> [Instruction]: Pull out every line below that contains the word "metal", matching case exactly.
========================
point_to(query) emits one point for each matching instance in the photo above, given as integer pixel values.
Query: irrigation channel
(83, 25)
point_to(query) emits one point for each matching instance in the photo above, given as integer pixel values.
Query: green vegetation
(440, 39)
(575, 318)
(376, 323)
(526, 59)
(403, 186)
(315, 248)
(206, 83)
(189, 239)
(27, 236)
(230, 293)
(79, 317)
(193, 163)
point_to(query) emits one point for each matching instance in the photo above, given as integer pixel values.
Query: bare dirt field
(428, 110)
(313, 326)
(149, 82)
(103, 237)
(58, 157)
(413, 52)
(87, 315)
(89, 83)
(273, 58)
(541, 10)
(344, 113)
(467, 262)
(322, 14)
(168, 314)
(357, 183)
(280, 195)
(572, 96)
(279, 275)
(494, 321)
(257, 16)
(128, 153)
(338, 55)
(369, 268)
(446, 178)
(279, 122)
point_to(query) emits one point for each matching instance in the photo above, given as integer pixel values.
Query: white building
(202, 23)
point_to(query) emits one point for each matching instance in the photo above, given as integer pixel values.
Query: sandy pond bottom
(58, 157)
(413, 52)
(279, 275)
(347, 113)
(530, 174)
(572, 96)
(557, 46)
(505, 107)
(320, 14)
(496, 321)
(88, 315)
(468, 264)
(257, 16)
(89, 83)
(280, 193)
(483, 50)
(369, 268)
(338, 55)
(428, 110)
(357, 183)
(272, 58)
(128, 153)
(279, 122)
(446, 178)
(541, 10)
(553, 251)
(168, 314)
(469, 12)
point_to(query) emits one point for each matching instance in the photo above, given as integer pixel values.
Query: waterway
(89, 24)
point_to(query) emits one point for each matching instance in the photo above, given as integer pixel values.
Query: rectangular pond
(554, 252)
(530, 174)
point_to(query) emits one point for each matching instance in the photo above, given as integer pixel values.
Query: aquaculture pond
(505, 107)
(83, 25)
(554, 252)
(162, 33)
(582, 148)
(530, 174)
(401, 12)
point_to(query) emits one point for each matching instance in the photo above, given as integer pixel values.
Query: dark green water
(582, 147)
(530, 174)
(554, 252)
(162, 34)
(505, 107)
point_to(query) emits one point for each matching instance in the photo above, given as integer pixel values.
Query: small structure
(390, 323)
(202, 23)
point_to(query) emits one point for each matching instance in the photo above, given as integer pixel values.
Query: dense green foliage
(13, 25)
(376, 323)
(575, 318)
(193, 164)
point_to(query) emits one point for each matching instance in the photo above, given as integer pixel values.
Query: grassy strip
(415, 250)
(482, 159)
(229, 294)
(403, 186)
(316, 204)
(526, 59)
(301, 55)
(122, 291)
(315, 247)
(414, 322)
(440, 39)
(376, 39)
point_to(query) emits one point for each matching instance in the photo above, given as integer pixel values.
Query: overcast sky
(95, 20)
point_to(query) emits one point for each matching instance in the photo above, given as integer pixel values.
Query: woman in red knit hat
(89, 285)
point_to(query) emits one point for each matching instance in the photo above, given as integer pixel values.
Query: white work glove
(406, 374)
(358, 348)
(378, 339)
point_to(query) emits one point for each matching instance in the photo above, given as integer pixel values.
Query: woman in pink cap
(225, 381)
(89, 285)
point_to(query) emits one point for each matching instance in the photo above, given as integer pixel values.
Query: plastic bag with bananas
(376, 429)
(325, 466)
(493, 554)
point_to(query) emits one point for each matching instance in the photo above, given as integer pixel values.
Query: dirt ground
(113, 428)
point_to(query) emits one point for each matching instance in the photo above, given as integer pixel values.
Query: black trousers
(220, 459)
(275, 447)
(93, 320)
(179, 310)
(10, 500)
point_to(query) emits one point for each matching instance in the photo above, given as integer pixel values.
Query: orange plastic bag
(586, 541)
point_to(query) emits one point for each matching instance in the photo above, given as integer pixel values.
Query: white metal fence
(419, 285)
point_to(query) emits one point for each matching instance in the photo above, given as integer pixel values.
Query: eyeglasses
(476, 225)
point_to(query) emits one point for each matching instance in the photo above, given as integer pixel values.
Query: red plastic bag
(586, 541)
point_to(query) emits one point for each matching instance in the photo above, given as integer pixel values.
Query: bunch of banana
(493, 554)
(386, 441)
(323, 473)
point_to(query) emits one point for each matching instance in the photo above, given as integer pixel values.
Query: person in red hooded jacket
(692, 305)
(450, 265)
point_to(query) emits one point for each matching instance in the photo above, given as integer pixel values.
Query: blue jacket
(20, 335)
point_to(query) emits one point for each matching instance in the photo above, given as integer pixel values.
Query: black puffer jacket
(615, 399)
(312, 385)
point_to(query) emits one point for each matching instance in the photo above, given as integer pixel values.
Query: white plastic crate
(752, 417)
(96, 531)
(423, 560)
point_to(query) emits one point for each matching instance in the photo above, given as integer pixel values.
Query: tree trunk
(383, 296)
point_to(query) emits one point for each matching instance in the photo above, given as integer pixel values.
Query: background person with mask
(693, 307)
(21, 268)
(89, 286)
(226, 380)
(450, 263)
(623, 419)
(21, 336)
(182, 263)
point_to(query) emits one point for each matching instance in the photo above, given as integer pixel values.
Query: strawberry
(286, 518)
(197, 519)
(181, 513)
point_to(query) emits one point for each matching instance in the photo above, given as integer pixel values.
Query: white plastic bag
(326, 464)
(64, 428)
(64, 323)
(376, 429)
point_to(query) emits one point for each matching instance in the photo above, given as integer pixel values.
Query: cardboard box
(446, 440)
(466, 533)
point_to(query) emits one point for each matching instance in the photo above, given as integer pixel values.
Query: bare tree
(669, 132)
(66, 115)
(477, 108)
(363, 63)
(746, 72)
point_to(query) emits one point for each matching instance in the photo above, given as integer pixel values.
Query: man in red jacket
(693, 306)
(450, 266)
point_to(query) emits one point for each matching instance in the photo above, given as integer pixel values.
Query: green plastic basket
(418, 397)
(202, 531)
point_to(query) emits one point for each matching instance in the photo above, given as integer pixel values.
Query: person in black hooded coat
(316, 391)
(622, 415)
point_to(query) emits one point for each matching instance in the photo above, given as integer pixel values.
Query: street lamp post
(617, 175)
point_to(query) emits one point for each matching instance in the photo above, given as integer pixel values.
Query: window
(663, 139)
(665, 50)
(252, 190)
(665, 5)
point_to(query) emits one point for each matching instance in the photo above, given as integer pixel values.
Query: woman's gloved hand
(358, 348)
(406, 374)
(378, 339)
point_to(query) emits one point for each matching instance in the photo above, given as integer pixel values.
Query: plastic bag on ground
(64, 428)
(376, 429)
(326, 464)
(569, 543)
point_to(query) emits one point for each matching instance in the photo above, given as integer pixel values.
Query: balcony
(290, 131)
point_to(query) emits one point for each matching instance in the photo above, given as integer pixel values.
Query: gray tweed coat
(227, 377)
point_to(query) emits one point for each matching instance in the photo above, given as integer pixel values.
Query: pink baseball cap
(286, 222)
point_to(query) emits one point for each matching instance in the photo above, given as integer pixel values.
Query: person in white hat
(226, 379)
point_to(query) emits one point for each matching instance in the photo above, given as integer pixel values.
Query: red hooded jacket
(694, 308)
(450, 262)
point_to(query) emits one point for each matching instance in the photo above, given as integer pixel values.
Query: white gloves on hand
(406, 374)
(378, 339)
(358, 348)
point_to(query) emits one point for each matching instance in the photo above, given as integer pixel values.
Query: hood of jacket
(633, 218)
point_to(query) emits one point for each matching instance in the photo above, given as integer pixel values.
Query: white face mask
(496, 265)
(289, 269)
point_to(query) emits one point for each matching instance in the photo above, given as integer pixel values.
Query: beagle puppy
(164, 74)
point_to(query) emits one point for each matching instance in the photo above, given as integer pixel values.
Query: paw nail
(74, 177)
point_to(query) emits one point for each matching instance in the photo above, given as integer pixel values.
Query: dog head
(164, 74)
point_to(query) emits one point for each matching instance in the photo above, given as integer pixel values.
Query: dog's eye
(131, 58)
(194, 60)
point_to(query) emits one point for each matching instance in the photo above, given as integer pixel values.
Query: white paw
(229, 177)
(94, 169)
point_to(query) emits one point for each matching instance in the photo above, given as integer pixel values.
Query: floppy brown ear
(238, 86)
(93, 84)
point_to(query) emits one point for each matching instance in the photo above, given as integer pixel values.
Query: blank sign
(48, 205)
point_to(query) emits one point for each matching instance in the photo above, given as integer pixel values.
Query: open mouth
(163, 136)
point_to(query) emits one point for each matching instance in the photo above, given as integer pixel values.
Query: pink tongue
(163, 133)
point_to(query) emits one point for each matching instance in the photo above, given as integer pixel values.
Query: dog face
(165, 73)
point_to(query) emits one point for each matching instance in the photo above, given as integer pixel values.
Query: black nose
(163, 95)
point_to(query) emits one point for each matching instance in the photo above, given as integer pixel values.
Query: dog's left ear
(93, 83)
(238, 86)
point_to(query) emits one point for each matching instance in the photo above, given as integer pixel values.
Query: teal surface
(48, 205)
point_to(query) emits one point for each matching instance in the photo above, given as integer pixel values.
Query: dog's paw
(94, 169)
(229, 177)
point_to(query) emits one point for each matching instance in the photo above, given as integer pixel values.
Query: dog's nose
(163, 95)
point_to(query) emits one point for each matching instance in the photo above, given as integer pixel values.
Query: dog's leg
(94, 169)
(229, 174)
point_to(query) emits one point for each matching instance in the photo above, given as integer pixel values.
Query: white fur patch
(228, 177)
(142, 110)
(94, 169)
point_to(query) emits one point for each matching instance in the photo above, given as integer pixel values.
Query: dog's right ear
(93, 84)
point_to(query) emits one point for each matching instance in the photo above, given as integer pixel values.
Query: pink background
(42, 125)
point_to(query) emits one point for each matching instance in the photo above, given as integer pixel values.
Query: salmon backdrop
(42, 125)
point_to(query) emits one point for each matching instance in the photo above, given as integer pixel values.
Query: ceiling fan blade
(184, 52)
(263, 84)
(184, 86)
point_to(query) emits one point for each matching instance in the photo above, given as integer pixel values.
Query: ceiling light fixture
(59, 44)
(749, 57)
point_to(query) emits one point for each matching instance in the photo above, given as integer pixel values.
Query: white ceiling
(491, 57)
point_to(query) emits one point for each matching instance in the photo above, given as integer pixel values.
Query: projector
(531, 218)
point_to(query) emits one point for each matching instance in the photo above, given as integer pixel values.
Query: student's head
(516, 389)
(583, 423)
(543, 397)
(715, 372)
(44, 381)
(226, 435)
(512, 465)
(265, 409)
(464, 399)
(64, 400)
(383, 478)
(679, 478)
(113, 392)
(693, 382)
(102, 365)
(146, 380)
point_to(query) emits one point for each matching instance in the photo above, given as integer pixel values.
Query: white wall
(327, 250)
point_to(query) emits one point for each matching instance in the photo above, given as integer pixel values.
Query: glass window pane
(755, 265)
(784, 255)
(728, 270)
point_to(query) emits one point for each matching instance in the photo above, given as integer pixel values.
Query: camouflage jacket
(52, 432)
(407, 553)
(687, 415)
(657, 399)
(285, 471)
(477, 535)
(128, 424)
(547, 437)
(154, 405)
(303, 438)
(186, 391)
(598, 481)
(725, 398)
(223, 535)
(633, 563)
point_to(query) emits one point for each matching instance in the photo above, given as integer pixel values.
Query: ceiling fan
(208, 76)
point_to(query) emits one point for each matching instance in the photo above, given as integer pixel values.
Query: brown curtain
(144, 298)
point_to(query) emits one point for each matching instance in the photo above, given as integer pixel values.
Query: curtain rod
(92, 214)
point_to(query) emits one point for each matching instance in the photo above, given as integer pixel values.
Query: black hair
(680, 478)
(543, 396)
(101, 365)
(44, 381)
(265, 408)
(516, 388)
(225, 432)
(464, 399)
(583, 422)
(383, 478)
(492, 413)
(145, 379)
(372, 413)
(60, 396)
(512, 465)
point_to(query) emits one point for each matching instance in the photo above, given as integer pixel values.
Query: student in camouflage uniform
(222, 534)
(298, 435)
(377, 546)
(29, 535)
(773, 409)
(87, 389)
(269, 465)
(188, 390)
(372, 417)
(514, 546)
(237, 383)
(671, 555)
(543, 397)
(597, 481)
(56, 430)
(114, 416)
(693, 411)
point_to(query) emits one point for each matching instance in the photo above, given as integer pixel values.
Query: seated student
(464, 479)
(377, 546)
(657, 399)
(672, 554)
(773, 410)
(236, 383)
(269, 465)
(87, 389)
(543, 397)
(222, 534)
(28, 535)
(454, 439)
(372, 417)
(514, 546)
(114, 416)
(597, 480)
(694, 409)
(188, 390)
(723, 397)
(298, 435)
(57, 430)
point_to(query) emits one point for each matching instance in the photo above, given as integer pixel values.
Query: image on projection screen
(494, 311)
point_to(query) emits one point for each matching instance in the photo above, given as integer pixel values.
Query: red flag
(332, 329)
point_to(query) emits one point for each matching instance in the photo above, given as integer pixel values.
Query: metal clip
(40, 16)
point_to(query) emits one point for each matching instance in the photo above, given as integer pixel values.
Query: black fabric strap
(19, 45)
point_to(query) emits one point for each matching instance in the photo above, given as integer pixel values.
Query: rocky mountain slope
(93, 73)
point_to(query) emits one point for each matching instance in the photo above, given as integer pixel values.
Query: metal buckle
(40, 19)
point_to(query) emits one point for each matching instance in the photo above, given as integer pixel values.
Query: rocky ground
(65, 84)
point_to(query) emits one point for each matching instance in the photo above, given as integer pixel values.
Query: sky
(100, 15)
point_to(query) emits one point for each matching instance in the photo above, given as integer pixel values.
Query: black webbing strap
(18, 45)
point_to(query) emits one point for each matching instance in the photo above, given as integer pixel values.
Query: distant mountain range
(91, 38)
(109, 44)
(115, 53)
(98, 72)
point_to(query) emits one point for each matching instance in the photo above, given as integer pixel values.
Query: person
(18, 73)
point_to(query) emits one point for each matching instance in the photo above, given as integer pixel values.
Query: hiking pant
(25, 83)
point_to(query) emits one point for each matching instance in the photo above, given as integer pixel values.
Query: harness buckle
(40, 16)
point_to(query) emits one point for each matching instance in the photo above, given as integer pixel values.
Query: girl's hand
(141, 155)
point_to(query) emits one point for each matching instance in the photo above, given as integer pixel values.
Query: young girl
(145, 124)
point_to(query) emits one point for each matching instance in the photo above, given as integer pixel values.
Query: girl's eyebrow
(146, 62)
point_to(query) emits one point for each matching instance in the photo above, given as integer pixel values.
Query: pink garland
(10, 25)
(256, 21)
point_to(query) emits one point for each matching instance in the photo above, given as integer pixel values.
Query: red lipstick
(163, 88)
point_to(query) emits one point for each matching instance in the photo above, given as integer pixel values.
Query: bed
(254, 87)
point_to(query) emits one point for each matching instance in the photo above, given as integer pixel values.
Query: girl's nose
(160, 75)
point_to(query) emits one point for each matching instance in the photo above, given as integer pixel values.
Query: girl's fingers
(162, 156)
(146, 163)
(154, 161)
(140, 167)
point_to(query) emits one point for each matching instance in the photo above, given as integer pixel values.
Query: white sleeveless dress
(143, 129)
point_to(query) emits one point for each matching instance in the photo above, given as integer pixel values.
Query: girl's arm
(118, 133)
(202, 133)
========================
> [Output of the task]:
Query: white metal fence
Query: metal clip
Query: metal buckle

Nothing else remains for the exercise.